Exercise passage –
::::::::
Monday, November 11, 2013

Reader Top Ten: The Ten Greatest Science Fiction Films of the 1970s?


This month, for the Reader Top Ten, I want to return to the science fiction genre, and visit a beloved age of filmmaking: the 1970s.

In particular, I want to know the answer to one question.  What are your selections for the ten best science fiction films of the 1970s?

Personally, I love this decade of science fiction films, in part because of the overwhelming schizophrenia.  Half of the decade is downer dystopian-ism, and the other half is Star Wars swashbuckling.  Which trend wins out?

Send me your lists at Muirbusiness@yahoo.com, and I will post them throughout the week, before presenting the final tally on Sunday. I’ll accept reader lists through Friday night.

Again, number one choices are weighted three points, and number two choices are weighted two points, so make your lists accordingly!

In total honesty, I’m returning to the 1970s for two reasons.  First, it’s my favorite era in terms of science fiction film, as I suggested above.  And secondly, I happen to have a book out on the subject that I’d like to draw your attention to.

So -- in addition to compiling your own list -- please think about supporting my work in print.  My books are the very things that make this blog -- and daily posting -- possible.  So if you enjoy the blog and are a regular visitor, please think about supporting the book, in either print or even cheaper e-book.

Sorry for the hard sell, but every now and then, it’s a part of the job!

Now, here are my choices for the top ten greatest science fiction films of the 1970s, and my explanations for why they made the cut:''


10.       No Blade of Grass (1970)

This is an absolutely brutal and blunt apocalypse movie of the 1970s. The film confronts what a world-wide famine would mean to cities, families, and individuals, and descends into bloody violence and sexual degradation.  The film periodically flashes forward -- in bloody red color -- to scenes of life getting worse and worse for the desperate survivors.  Also, to my delight, the movie boasts absolutely no tact whatsoever. The director vividly cross-cuts images of children starving in Asia with satisfied restaurant diners gorging themselves on gourmet food in London.  In some ways, this film is even more hardcore than 1979’s Mad Max.



09.       Star Trek: The Motion Picture (1979)

There were a lot “computers go crazy” movies in the 1970s, including Colossus: The Forbin Project (1970), Westworld (1973) and Demon Seed (1977), but Star Trek: The Motion Picture gazed at the future of machines and imagined not only fear and domination, but the possibility of human/machine unions.  Derided in its time as slow and derivative, the film from Robert Wise is actually a full-throated exploration of the in-vogue theory of Singularity; of the total joining of machine and man.  This idea plays out in not only the main plot-line, but in terms of character arcs.  Kirk is in love with a machine (the Enterprise), Spock wants to be a machine, and then realizes that without human emotions he would face only “emptiness,” and finally, V’Ger -- the ultimate machine -- requires humanity to “imagine” an after-life beyond the universe.  Forget that you’re watching a Star Trek movie here, and simply experience a “human adventure” about a possible future where man and machine might co-mingle, to the benefit of all, and you start to see how The Motion Picture is one of the decade’s most forward-looking and visually spectacular films.
::::::::
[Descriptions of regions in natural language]
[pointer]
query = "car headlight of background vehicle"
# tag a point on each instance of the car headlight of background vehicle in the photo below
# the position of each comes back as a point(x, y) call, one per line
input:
::::::::
Exercise instructions –
1: Through what point will the blog post on 1970s science fiction films accept reader lists?
2: Write the next part of the blog post on 1970s science fiction films, continuing after its last sentence.
The material is not needed for either task.

Answers for the tasks –
1: Reader lists are accepted through Friday night.

2:
08.       Soylent Green (1973)

This dark, despairing dystopian effort revolves around a world in which global warming and over-population combine to create Hell on Earth.  A detective, Thorn (Charlton Heston) becomes involved in a murder investigation that threatens to uncover a dark secret about the Soylent Corporation.   From the opening montage -- which increases speed and intensity until it suggests the idea of humankind spreading across the surface of Earth like a virus -- to a touching scene of an old man selecting death over a life in Hell, Soylent Green is visually daring, and thematically prophetic.  In many ways, this underrated film stands as a clear noir predecessor to Blade Runner, and one – surprisingly – of roughly equal quality.



07.       Silent Running (1972)

This landmark environmental science fiction film about a man who kills his fellow man to save the Earth’s last forest proposes two ideas that we assume contradict each other, but don't, actually.  These are, A: that the last forest should be saved, and the film’s hero, Lowell (Bruce Dern) is right to save it.  And B:  that it is wrong for Lowell to kill his crew mates to save the forest.   Both A and B are true, and exist side-by-side in the film.   Lowell accomplishes a good...very badly, in other words.  Life is often this complex, but movies rarely are. Douglas Trumball’s Silent Running asks viewers to countenance the story of a  man commits a “good,” but at too a high a personal and moral price to live with.  In a sense, this is one of the most moral science fiction films ever made.  Lowell Freeman tries to balance nature, but unbalances his own life in the process…



06.       Invasion of the Body Snatchers (1978)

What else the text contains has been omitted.